Document segment:

UNITED STATES
SECURITIES AND EXCHANGE COMMISSION
FORM 8-K
CURRENT JOINT REPORT
Pursuant to Section 13 or 15(d) of the Securities Exchange Act of 1934
Date of Report (Date of earliest event reported): November 18, 2003 (November 17, 2003)
Commission File No. 1-6776
Centex Corporation
A Nevada Corporation
IRS Employer Identification No. 75-0778259
2728 N. Harwood
Dallas, TX 75201
(214) 981-5000
Commission File Nos. 1-9624 and 1-9625, respectively
3333 Holding Corporation
A Nevada Corporation, and
Centex Development Company, L.P.
A Delaware Limited Partnership
IRS Employer Identification Nos. 75-2178860 and 75-2168471, respectively
2728 N. Harwood
Dallas, Texas 75201
(214) 981-6770
Item 5. Other Events
On November 18, 2003, Centex Corporation, a Nevada corporation (Centex), 3333 Holding Corporation, a Nevada corporation (Holding), and Centex Development Company, L.P., a Delaware limited partnership (the Partnership), issued a joint press release announcing that Centex will seek stockholder approval (1) to amend its certificate of incorporation to authorize additional shares of Centex common stock in order to effect a possible future stock split and (2) to terminate the Nominee Agreement dated November 30, 1987, as amended (the Nominee Agreement), pursuant to which the beneficial interest in the Holding common stock and in the warrants to purchase Class B Units of limited partnership interest in the Partnership trade in tandem with the Centex common stock. Holding is seeking stockholder approval of a series of transactions by which Holding and the Partnership will become subsidiaries of Centex (the Transaction), which would constitute approval of the Agreements and Plans of Merger for both the Holding Merger (as defined below) and the Partnership Merger (as defined below). A copy of the press release is attached hereto as Centex Corporation Exhibit 99.1.
Centex and Holding also announced that in connection with the Transaction, Centex and its wholly owned subsidiary, 3333 Acquisition Corp., entered into an Agreement and Plan of Merger with Holding on November 17, 2003 pursuant to which 3333 Acquisition Corp. will merge with and into Holding, with Holding being the surviving entity and a subsidiary of Centex (the Holding Merger). Pursuant to the Holding Merger, the Holding common stock will be cancelled and payment will be made to the holders of the beneficial interests in the Holding common stock of an amount equal to $.01 per share of Centex common stock. A copy of the Agreement and Plan of Merger for the Holding Merger is attached hereto as Centex Corporation Exhibit 2.1 and incorporated herein by reference.

(Collected data)
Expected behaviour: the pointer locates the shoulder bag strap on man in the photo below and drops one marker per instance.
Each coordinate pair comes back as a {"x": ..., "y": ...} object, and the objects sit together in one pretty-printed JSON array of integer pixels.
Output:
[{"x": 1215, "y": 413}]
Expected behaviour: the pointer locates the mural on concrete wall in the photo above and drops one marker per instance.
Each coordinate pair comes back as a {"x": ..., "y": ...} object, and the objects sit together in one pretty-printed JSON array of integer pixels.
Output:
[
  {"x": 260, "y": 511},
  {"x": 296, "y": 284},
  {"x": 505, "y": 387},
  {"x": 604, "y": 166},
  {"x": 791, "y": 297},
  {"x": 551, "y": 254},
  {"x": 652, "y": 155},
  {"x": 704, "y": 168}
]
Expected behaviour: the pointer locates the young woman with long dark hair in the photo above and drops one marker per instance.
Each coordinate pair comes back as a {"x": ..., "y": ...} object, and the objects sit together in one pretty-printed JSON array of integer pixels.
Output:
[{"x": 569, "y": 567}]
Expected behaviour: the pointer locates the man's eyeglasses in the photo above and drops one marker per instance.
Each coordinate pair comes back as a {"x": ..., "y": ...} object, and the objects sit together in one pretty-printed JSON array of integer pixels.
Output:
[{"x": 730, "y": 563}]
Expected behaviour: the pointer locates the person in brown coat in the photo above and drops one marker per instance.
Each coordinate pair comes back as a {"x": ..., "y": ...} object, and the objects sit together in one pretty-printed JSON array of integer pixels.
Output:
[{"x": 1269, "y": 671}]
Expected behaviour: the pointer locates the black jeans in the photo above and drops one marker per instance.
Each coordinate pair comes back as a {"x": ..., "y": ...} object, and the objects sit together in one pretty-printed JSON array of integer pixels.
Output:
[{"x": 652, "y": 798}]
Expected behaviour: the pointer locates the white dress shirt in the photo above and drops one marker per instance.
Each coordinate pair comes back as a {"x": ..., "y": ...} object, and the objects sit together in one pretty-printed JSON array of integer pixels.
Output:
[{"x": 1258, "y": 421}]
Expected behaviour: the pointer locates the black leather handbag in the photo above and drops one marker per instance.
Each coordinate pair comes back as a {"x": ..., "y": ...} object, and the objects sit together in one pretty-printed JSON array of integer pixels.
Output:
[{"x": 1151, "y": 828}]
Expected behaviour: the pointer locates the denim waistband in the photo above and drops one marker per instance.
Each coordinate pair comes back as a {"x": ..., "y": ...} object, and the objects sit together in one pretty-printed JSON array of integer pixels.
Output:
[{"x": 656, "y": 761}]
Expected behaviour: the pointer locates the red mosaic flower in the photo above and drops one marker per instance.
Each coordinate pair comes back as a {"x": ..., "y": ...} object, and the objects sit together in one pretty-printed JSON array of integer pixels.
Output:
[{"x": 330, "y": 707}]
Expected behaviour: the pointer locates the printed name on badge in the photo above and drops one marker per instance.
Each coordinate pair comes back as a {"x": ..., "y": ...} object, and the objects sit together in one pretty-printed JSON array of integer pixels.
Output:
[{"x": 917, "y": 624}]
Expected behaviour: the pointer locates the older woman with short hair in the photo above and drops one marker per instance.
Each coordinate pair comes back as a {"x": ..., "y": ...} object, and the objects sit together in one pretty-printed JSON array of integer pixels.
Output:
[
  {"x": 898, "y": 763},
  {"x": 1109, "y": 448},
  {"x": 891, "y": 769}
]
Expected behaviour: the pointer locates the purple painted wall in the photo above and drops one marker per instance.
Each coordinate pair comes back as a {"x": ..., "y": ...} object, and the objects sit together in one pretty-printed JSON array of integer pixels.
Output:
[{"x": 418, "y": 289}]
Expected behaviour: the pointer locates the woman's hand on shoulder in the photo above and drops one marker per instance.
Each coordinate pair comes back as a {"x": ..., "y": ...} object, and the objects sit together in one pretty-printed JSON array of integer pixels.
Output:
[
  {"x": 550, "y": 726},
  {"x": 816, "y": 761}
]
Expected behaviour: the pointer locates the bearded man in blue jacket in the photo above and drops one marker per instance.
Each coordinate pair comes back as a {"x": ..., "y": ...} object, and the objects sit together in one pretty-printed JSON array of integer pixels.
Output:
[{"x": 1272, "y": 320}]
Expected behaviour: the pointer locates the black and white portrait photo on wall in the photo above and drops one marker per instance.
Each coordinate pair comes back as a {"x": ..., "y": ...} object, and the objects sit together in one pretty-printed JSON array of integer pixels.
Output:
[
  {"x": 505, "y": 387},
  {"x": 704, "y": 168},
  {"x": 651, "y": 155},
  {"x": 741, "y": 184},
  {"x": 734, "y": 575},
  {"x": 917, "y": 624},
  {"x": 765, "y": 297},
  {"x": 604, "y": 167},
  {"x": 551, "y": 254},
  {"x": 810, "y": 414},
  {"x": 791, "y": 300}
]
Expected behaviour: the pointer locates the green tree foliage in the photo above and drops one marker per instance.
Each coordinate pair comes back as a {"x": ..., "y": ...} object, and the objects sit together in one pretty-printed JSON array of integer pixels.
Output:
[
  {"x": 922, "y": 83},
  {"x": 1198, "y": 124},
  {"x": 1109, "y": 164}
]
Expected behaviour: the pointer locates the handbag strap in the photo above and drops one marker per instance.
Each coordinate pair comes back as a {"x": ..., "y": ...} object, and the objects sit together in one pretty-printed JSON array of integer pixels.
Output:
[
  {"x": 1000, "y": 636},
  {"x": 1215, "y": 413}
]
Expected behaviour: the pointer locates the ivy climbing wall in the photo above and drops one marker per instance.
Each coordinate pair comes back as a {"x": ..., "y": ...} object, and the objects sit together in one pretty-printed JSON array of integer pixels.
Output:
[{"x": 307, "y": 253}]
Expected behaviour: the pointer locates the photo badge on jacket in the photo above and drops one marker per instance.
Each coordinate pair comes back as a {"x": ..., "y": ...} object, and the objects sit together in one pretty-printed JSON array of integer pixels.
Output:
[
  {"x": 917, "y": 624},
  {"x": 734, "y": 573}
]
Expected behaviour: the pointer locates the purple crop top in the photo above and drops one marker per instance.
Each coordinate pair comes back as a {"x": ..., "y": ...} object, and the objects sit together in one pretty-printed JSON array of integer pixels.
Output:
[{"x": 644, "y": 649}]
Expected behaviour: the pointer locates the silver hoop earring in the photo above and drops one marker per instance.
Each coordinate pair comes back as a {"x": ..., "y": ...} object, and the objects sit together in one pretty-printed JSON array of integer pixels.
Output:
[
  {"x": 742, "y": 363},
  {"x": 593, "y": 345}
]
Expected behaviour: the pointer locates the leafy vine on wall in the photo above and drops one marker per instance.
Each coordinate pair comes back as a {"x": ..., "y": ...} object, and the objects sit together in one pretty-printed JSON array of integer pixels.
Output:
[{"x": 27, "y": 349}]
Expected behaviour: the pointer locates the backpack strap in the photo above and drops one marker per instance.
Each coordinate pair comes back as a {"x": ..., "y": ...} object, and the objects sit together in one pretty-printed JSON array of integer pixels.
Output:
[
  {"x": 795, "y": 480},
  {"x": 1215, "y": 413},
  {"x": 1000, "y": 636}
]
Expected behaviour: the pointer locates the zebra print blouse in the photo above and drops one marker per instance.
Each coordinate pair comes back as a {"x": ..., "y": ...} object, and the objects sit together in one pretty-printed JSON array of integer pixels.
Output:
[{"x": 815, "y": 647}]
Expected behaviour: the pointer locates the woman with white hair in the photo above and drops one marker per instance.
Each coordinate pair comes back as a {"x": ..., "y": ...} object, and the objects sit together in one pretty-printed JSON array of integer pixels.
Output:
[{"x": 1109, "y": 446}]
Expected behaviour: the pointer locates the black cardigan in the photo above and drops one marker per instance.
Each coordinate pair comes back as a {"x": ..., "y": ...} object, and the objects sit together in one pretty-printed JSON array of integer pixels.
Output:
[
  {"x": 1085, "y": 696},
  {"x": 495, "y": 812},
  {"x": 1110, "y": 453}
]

Objective A:
Summarize the Form 8-K in two sentences.
Objective B:
From the Form 8-K, reproduce the passage between "UNITED STATES" and "(November 17, 2003)", inclusive.
Objective C:
According to the Form 8-K, on what date did Centex and 3333 Acquisition Corp. enter into the Agreement and Plan of Merger with Holding?
The listing of collected data is separate material and has no connection to the Form 8-K.

Written reply A:
On November 18, 2003, Centex, Holding, and the Partnership issued a joint press release saying that Centex will seek stockholder approval to authorize additional common shares for a possible future stock split and to terminate the Nominee Agreement, while Holding seeks approval of transactions making Holding and the Partnership subsidiaries of Centex. As part of this, Centex and 3333 Acquisition Corp. entered into a merger agreement with Holding on November 17, 2003, under which Holding common stock will be cancelled and holders of the beneficial interests will be paid $.01 per share of Centex common stock.

Written reply B:
UNITED STATES
SECURITIES AND EXCHANGE COMMISSION
FORM 8-K
CURRENT JOINT REPORT
Pursuant to Section 13 or 15(d) of the Securities Exchange Act of 1934
Date of Report (Date of earliest event reported): November 18, 2003 (November 17, 2003)

Written reply C:
November 17, 2003.